Un’organizzazione che sarebbe stata retta dall’avvocato Ciro Gioia, da due giorni in carcere come presunto capo del sistema. Diverse le ipotesi di truffa e falso passate al setaccio in questi due anni dagli inquirenti della Procura di Roma, alla luce di intercettazioni telefoniche e ambientali, ma anche di filmati, che hanno immortalato il giro di soldi e il maneggio di pratiche per gli indennizzi di sinistri automobilistici completamente fasulli.
 


Ma restiamo all’aspetto economico. In più di una occasione, gli inquirenti sono convinti che il giudice Luigi Esposito (nato a Cercola, nel 1965, soltanto omonimo del giudice togato per anni gip nel Tribunale di Napoli, ndr), avrebbe intascato delle mazzette per favorire l’esborso di indennizzi da parte del fondo vittime della strada. Cinquecento euro per ogni pratica che andava a buon fine, secondo la ricostruzione investigativa. Difeso dal penalista Ciro Sepe, il giudice - che da due giorni è agli arresti domiciliari - si dice pronto a dimostrare la correttezza della propria condotta e a respingere le accuse vibrate dalla Procura di Roma.
────────────────────────────────────────
# SERIE DI COMPITI
[a] Ripeta testualmente il passo del brano sull'inchiesta della Procura di Roma che va da "Un’organizzazione che sarebbe" fino a "automobilistici completamente fasulli." compreso.
[b] Risponda brevemente alle seguenti domande sul brano sull'inchiesta della Procura di Roma:
(i) Da chi sarebbe stata retta l'organizzazione?
(ii) Quale somma avrebbe intascato il giudice Luigi Esposito per ogni pratica andata a buon fine?
(iii) Quale penalista difende il giudice?
[c] Riprenda il brano sull'inchiesta della Procura di Roma e lo prosegua, partendo subito dopo la sua ultima frase.
────────────────────────────────────────
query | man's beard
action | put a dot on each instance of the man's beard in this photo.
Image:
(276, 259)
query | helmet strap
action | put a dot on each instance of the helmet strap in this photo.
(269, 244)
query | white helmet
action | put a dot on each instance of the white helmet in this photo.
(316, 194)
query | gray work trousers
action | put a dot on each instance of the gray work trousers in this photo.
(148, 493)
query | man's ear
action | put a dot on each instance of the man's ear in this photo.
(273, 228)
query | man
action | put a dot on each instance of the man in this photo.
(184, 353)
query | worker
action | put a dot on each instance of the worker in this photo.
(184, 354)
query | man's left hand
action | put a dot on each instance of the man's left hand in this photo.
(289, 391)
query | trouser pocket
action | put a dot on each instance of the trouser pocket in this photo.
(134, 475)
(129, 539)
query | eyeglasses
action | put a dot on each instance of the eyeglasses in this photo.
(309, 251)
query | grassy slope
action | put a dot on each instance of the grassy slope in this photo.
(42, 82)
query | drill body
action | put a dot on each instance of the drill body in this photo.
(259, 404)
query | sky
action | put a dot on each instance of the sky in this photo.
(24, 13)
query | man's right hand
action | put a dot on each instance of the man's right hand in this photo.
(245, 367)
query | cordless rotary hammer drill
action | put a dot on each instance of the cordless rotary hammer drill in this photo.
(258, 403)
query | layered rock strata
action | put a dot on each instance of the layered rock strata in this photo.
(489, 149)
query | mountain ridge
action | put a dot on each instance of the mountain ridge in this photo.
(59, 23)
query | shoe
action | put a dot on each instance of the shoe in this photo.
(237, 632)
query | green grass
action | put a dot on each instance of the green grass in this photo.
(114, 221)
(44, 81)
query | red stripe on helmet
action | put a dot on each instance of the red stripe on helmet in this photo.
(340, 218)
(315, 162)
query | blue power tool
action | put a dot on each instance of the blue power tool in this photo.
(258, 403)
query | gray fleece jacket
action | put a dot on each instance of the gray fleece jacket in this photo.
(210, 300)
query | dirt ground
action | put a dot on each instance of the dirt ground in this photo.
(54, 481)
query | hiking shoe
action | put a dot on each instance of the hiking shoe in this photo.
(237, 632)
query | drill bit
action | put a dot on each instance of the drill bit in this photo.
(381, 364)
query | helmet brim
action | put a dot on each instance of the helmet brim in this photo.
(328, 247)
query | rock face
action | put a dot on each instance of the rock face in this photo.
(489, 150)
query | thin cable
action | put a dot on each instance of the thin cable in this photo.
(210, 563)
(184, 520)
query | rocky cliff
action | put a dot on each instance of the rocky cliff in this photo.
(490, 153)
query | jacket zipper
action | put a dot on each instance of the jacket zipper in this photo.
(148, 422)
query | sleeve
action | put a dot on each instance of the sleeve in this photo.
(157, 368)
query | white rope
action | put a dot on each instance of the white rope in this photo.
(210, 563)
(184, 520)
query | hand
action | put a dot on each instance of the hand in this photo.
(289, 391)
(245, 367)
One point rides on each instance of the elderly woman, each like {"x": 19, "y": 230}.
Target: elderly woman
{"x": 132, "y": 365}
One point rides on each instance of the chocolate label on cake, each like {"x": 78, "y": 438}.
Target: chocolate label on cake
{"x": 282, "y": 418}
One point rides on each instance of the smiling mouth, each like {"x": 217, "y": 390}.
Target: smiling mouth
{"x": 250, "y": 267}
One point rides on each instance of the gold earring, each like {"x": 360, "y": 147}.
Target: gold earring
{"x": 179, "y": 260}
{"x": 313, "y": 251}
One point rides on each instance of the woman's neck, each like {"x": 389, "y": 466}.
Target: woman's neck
────────────────────────────────────────
# RISPOSTE PER COMPITO
[a]
Un’organizzazione che sarebbe stata retta dall’avvocato Ciro Gioia, da due giorni in carcere come presunto capo del sistema. Diverse le ipotesi di truffa e falso passate al setaccio in questi due anni dagli inquirenti della Procura di Roma, alla luce di intercettazioni telefoniche e ambientali, ma anche di filmati, che hanno immortalato il giro di soldi e il maneggio di pratiche per gli indennizzi di sinistri automobilistici completamente fasulli.

[b]
(i) Dall'avvocato Ciro Gioia.
(ii) Cinquecento euro.
(iii) Ciro Sepe.

[c]
Ma come funzionava il sistema? Secondo le accuse, tutto ruotava attorno allo studio di Gioia, che aveva trovato il modo di costruire a tavolino richieste di rimborso per incidenti mai avvenuti. 
Richieste seriali, sovrapponibili, quasi sempre contro pirati della strada, come hanno messo in rilievo i penalisti Mario e Luigi Tuccillo, in una denuncia volta a tutelare gli interessi del fondo vittime per la strada.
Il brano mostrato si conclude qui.